> Suas tarefas:
A - Diga se cada afirmação concorda com o texto sobre o senso comum, respondendo sim ou não e citando as palavras do texto que decidem: (i) entre os romanos, sensus communis também queria dizer humanidade; (ii) dizer que um homem tem o senso comum é um elogio; (iii) o árabe do exemplo é um mau calculador.
B - Dê continuidade ao texto sobre o senso comum, começando logo depois da última frase.

> Trecho para ler:
+ + + +
Senso Comum

Dicionário Filosófico – Voltaire

Senso Crítico X Senso Comum

Existe por vezes nas expressões vulgares uma imagem do que se passa no fundo do coração de todos os homens. Sensus communis significa, entre os romanos, não só senso comum mas também humanidade, sensibilidade.

Como não valemos os romanos, a expressão significa entre nós apenas metade do que significa entre eles. Significa tão-só bom senso, razão grosseira, razão inicial, primeira noção das coisas ordinárias, estado médio entre a estupidez e a agudeza de espírito. “Esse homem não tem o senso comum” corresponde a injúria grossa. “Esse homem tem o senso comum” é uma injúria também; quer isto dizer que não é absolutamente estúpido e que carece daquilo a que se chama agudeza de espírito. Porém, de onde pode derivar a expressão senão dos sentidos? Quando inventaram esta expressão, os homens confessaram que nada entra na alma senão pelos sentidos; de outra maneira, como teriam empregado a palavra senso para significar raciocínio comum?

Por vezes diz-se: “O senso comum é muito raro”; que significa esta frase? Significa que em muitos homens a razão inicial é travada no seu progresso por alguns preconceitos; e que esse homem, capaz de sãos juízos sobre determinado assunto, se enganará grosseiramente acerca de outros. O árabe, que será um bom calculador, um sábio químico, um astrônomo exato, acreditará no entanto que Maomé tem metade da lua escondida na manga.

Que motivos o levarão a ir além do senso comum nas três ciências a que me referi, e a ficar abaixo do senso comum quando se trata da metade da lua? É que, nos primeiros casos, viu com os próprios olhos, aperfeiçoou a inteligência; e no segundo viu pelos olhos de outrem, fechou os seus, perverteu o senso comum que em si existe.


Como é possível que se opere esta estranha reviravolta do espírito? Como é possível que as idéias que marcham no cérebro com passo tão regular e tão firme, quanto a grande número de objetos, falhem tão miseravelmente quando se trata de outro mil vezes mais palpável e mais fácil de compreender? Um tal homem conserva em si os mesmos princípios de inteligência; torna-se, pois, necessário que haja um órgão viciado, como acontece por vezes que o mais fino dos gastrônomos possa ter o gosto depravado no que respeita a uma espécie particular de comida.
+ + + +
> Linhas extraídas:
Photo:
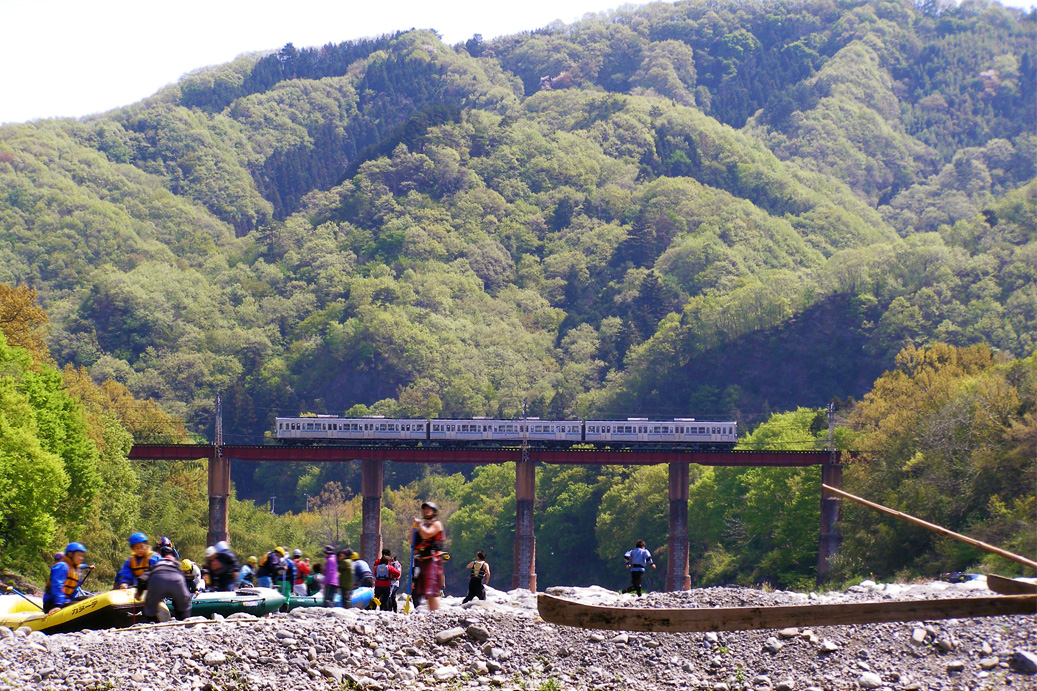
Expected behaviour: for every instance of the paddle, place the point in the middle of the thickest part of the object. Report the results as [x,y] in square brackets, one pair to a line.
[8,588]
[89,570]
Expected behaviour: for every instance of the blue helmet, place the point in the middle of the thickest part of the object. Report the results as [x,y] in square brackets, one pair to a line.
[137,539]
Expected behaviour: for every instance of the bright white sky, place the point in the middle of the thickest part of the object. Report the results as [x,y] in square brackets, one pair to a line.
[76,57]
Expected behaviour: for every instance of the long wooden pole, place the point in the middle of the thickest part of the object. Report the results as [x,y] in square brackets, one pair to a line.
[570,613]
[935,528]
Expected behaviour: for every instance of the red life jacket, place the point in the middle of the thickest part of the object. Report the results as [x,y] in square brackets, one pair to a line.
[426,547]
[72,579]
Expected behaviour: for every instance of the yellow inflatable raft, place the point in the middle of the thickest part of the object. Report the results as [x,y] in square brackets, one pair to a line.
[115,609]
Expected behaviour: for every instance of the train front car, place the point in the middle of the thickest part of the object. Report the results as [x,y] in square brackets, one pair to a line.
[677,433]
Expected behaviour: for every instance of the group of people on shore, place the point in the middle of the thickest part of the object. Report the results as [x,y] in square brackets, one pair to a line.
[161,574]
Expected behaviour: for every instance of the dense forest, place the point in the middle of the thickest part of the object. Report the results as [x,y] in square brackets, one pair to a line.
[738,211]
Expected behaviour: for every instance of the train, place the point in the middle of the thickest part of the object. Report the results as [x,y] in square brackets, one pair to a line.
[632,433]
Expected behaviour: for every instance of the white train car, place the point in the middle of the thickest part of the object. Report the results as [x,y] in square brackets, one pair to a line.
[483,430]
[332,429]
[677,431]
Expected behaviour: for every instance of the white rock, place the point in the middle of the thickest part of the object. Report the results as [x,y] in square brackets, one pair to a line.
[444,637]
[870,681]
[215,658]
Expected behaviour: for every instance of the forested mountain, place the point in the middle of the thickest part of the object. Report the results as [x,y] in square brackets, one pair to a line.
[702,208]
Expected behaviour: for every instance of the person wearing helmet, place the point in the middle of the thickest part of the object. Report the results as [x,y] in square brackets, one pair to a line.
[248,573]
[192,576]
[302,573]
[141,558]
[428,542]
[163,580]
[165,542]
[285,581]
[63,586]
[221,570]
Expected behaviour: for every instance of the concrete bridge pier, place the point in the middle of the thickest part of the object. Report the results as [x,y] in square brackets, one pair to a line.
[370,488]
[525,563]
[219,493]
[677,576]
[831,539]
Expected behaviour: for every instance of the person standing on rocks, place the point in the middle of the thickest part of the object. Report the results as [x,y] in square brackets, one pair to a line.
[385,572]
[479,578]
[302,573]
[638,560]
[331,576]
[248,574]
[394,585]
[140,560]
[164,579]
[66,576]
[430,540]
[363,577]
[345,576]
[315,581]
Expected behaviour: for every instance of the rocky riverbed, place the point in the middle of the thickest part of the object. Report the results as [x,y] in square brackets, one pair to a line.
[502,644]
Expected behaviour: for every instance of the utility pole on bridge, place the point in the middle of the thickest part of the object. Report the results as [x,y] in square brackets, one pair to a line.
[219,484]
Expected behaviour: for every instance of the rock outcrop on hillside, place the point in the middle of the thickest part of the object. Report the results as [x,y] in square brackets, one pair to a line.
[502,643]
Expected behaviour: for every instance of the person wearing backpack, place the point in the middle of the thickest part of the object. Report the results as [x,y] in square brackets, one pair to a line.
[637,560]
[385,572]
[480,576]
[394,585]
[265,571]
[331,576]
[428,537]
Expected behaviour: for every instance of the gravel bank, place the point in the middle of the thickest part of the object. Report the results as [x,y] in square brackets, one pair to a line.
[502,644]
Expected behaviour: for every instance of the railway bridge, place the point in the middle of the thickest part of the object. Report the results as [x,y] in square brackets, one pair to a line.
[373,458]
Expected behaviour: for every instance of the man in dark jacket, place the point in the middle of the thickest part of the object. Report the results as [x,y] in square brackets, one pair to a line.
[164,579]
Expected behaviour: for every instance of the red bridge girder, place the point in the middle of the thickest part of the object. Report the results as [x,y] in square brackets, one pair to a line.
[475,455]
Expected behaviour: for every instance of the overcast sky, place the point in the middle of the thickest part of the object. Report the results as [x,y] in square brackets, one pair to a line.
[74,58]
+ + + +
> Respostas por tarefa:
A -
(i) Sim: "Sensus communis significa, entre os romanos, não só senso comum mas também humanidade, sensibilidade."
(ii) Não: "“Esse homem tem o senso comum” é uma injúria também"
(iii) Não: "O árabe, que será um bom calculador"

B -
Como se viciou o órgão desse árabe que vê metade da lua na manga de Maomé? Por efeito do medo. Foi-lhe dito que, se não acreditasse na história da manga, a sua alma logo após a morte, ao passar na ponte estreita, tombaria para sempre no abismo; foi-lhe dito algo de bem pior: “Se alguma vez duvidares da manga, um derviche te designará como ímpio; outro te provará que és insensato, pois, tendo todos os motivos possíveis de credibilidade, não quiseste submeter a tua razão soberba à evidência; um terceiro te pronunciará ante o insignificante divã de uma insignificante província e serás legalmente empalado”.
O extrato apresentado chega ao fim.